GIVEN INSTRUCTION A → Edit the serverless text from "In other words" through "summarize them now.", and replace every "containers" with "instances".

TEXT EXCERPT →
It means a couple of things - most importantly you cannot fully leverage work that VM is doing for long-term optimizations. One example of such optimizations are the ones provided by JIT compilers or sophisticated Garbage Collection algorithms. Because your code runs only for a short time, the techniques mentioned above are not providing sufficient benefits.
The second problem relates to this. As we use defaults, it means that some of the runtimes pay the initial fee needlessly. The canonical example would be JVM where good practice is to disable specific stuff with following the set of flags:
-XX:MaxHeapSize="75-80% of configured AWS Lambda memory tier" -XX:+UseSerialGC -XX:+TieredCompilation -Xshare:on
Another perfect example is something that Rich Hickey (main persona behind the Clojure programming language) calls Situated Programs.
Such software runs for an extended period, consume a lot amount of memory and accumulates state over time (e.g., recommendation or rule engines). Choosing a serverless approach for such type of workload would be a great mistake.
In other words - startup time. How painful is for the end user to hit a cold serverless architecture before we have adequately warmed up containers.
The lightweight implementations (Node.js based ones) are the winner of this round. The smaller runtime you need to carry, the faster you boot - no surprises here.
Another thing worth noting realization is how containers reuse looks. There are no guarantees for that, you need to determine that in an experimental way.
I strongly recommend reading both in details, especially if you are interested in investing in serverless, but I summarize them now.
Most of the platform providers keep containers idled for around 20-40 minutes. Keep in mind that is not guaranteed and documented anywhere. Moreover, for AWS there is a significant difference that depends on the memory tier. The biggest lambdas are recycled a little bit faster when idle. From the provider perspective, it looks like a perfectly fine optimization. The additional significant thing is that every time we do a deployment or recreate a particular function we are dealing with entirely cold infrastructure. Moreover, if more than one request hits such infrastructure concurrently, all of them pay the initial cost altogether.
We talked about platform capabilities, performance - let’s discuss the most problematic pain point - enforced constraints. Because it is always a tradeoff: we are trading less work done on our side, by applying additional rules on our solution and code.
First things first: we do not know how containers look. We cannot assume anything about reuse. We do not know the exact hardware, operating system - that’s the point, but for our workaround - if we are dealing with a crocodile - knowing that it is Linux is like knowing that it is a reptile instead of an animal. Moreover, on Azure there is no way to distinguish if we land on Linux or Windows container - so our shim needs to be updated with OS sniffing logic to be fully compliant with that. Many drawbacks that we need to remember, but in most cases, we can deal with that.
However, there is more. Serverless is the somewhat new kid on the block, and a new approach is something that requires new best practices - especially when it comes to debuggability/observability, logging, monitoring, and maintenance. By default using default provider service like Amazon CloudWatch - which may be problematic because of the company policies, being too expensive, or even limited for your use case. Luckily some of that work is done already (the excellent example is debugging and services like AWS X-Ray). In some cases, you may find that you are in uncharted land and you are on your own.
Speaking about providers: choosing that paradigm, you are at the mercy of the provider that they add some feature. A canonical example would be support for .NET Core 2.0 added on AWS half year after the official release. Before that, you were forced to use .NET Core 1.0 and not even 1.1. You can read those complaints in the Github issue.

GIVEN INSTRUCTION B → Rescale the rows from the line containing "Where can the purple balloon" through the last row. Write out every one of those lines in full, but multiply each point coordinate in the answers by 1.7 and round it to a whole number, with halves rounded up.

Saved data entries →
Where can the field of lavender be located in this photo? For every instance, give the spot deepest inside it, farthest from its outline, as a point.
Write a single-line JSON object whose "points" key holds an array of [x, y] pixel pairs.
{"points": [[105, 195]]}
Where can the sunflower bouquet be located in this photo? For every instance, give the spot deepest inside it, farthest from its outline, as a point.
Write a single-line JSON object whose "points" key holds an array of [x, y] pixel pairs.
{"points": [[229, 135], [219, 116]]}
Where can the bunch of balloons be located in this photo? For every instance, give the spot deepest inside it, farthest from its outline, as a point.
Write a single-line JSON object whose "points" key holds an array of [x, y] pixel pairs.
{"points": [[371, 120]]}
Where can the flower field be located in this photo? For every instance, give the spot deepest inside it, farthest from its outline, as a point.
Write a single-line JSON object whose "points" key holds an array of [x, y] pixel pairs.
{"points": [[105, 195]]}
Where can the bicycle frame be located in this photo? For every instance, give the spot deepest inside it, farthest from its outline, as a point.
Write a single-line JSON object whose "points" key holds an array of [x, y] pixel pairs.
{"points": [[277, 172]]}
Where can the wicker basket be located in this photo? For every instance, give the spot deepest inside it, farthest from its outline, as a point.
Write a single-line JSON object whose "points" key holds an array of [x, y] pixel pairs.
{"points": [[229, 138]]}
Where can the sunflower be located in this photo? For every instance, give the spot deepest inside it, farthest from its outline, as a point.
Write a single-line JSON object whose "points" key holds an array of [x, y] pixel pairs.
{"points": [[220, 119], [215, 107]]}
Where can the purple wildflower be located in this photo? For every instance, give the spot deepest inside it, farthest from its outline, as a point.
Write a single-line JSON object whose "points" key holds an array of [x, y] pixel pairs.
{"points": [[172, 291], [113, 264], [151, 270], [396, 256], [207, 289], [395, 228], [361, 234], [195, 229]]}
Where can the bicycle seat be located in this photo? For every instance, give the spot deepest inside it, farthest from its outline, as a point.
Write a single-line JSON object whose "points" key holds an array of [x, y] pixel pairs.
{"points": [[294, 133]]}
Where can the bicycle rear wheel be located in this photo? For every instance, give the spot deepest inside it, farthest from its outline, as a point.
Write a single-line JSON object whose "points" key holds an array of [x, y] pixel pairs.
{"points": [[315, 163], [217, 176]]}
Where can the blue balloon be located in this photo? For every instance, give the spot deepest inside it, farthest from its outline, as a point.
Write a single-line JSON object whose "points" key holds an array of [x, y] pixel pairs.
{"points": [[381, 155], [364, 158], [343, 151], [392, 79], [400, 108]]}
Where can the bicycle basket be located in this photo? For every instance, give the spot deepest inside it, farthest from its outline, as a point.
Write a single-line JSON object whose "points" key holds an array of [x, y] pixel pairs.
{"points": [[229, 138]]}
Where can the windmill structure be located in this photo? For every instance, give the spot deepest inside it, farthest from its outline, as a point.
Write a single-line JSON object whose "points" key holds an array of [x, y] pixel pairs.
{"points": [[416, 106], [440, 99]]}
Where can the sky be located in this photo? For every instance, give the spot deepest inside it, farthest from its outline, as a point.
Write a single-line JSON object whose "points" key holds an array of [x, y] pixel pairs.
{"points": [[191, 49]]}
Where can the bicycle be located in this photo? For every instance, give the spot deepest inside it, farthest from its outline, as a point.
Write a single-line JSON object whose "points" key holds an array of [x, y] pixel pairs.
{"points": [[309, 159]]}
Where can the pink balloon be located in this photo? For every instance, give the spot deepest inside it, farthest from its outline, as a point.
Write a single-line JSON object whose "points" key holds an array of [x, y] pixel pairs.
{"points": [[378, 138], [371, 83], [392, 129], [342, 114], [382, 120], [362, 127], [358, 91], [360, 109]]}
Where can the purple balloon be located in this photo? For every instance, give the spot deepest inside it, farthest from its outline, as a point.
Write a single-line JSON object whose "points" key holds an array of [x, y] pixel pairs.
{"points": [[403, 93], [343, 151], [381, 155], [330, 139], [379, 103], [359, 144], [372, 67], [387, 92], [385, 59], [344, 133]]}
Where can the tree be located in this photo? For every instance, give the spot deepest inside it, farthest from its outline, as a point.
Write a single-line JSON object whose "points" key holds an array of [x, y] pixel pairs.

WORKED SOLUTION A →
In other words - startup time. How painful is for the end user to hit a cold serverless architecture before we have adequately warmed up instances.
The lightweight implementations (Node.js based ones) are the winner of this round. The smaller runtime you need to carry, the faster you boot - no surprises here.
Another thing worth noting realization is how instances reuse looks. There are no guarantees for that, you need to determine that in an experimental way.
I strongly recommend reading both in details, especially if you are interested in investing in serverless, but I summarize them now.

WORKED SOLUTION B →
Where can the purple balloon be located in this photo? For every instance, give the spot deepest inside it, farthest from its outline, as a point.
Write a single-line JSON object whose "points" key holds an array of [x, y] pixel pairs.
{"points": [[685, 158], [583, 257], [648, 264], [561, 236], [644, 175], [610, 245], [632, 114], [658, 156], [655, 100], [585, 226]]}
Where can the tree be located in this photo? For every instance, give the spot deepest inside it, farthest from its outline, as a point.
Write a single-line JSON object whose "points" key holds an array of [x, y] pixel pairs.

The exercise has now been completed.